- [Extract]
┄┄┄┄┄┄

In both cases, the mode collapses back to pair execution, just poorly. Supervision becomes noisy; delegation becomes risky. The team concludes that AI is not ready for their operations, when in fact the tool has never delivered the modes they needed. Deciding between AI platforms on the basis of which one has the better chat interface or the larger context window is orthogonal to the problem. The problem is the architecture beneath the interaction.

Context as the coupling mechanism

The real work in designing an AI-integrated task is not choosing which interaction mode to use. It is designing what context the step owns, what it inherits from the surrounding structure, and what it returns when it completes. Get the context projection right and the three modes become naturally available at different steps. Get it wrong and every step falls back to pair execution, with a tired human in the loop.

Consider a logistics dispatch step where a mission needs to be assigned to a barge. The context the AI needs includes the current fleet state, the mission's origin and destination constraints, the temporal window defined by lock schedules on the route, and the set of barges whose current positions and existing commitments make them candidates. The context the AI does not need includes the full history of every barge's maintenance records, the identities of the drivers, or the financial terms of the mission. The difference between useful context and noise is a structural question about the graph underneath the step, not a question about prompt engineering.

If this context is projected by the system at the moment the step is created, from typed relationships in the operational graph, the AI can run in delegation mode for well-constrained missions and in pair-execution mode for the ambiguous ones. If the context has to be assembled by the AI through retrieval queries or prompt templates, only pair execution is available, and the team has to be present for every assignment. The mode is not a policy choice made at runtime. It is a property that emerges from how well the step is structurally specified.

The mode is not a policy choice made at runtime. It is a property of how well the step is structurally specified.

A practical test

For any step in your current process where AI is involved, two questions are worth asking. What does the AI need to see to do this step, and where does that context come from? What happens if a human is not available at the moment the step needs to execute?

┄┄┄┄┄┄

- [Provided data]
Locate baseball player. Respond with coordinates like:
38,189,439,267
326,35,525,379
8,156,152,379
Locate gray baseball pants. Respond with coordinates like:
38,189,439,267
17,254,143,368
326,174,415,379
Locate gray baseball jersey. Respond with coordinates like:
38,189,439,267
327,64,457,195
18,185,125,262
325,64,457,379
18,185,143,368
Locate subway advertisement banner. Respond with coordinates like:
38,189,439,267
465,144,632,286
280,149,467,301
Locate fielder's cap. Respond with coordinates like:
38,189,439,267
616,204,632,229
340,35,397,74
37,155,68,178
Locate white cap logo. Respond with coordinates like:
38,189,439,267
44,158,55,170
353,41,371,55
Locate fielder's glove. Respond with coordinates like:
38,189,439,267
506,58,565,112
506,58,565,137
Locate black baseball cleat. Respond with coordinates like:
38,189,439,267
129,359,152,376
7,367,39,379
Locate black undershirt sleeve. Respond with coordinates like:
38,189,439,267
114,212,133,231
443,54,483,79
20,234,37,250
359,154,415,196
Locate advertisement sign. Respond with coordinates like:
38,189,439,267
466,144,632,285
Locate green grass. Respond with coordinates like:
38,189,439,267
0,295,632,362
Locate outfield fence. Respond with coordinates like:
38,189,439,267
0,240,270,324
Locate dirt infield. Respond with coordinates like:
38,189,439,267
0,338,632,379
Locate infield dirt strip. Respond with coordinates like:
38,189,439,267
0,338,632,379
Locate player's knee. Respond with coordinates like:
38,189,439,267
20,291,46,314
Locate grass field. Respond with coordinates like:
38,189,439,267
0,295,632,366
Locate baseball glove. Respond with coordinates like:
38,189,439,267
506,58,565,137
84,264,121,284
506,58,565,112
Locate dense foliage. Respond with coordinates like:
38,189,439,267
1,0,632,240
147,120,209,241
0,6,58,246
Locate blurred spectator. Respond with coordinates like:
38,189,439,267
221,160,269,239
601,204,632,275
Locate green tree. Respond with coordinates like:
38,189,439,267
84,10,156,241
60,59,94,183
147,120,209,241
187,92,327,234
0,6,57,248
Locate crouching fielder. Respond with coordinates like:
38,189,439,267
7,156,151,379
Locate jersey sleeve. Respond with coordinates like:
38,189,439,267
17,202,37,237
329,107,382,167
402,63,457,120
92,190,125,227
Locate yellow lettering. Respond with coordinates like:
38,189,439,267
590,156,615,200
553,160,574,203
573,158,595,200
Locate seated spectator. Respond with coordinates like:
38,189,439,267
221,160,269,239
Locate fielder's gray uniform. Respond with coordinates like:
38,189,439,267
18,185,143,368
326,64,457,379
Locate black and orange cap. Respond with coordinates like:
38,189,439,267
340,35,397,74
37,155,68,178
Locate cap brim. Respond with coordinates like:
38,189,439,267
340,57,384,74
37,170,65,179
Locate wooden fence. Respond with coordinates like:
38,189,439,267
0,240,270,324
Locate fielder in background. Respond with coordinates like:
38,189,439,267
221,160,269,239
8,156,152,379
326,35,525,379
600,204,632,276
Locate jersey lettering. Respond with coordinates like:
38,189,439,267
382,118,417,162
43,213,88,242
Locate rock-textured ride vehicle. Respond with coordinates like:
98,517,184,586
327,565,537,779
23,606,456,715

┄┄┄┄┄┄

- [Instructions]
[A] Do these statements agree with the text on AI-integrated task design? (i) For the barge dispatch step, the AI needs the identities of the drivers. (ii) When the AI must assemble its own context through retrieval queries or prompt templates, only pair execution is available. (iii) The interaction mode is a policy choice made at runtime. For each, answer yes or no and quote the deciding words of the text.
[B] Write out the part of the text on AI-integrated task design that opens with the words containing "If this context" and closes with "from how well the step is structurally specified.".
[C] In the barge dispatch example in the text on AI-integrated task design, what defines the temporal window?

- [Task-by-task answers]
[A]
(i) No: "The context the AI does not need includes the full history of every barge's maintenance records, the identities of the drivers, or the financial terms of the mission."
(ii) Yes: "If the context has to be assembled by the AI through retrieval queries or prompt templates, only pair execution is available"
(iii) No: "The mode is not a policy choice made at runtime."

[B]
If this context is projected by the system at the moment the step is created, from typed relationships in the operational graph, the AI can run in delegation mode for well-constrained missions and in pair-execution mode for the ambiguous ones. If the context has to be assembled by the AI through retrieval queries or prompt templates, only pair execution is available, and the team has to be present for every assignment. The mode is not a policy choice made at runtime. It is a property that emerges from how well the step is structurally specified.

[C] The lock schedules on the route.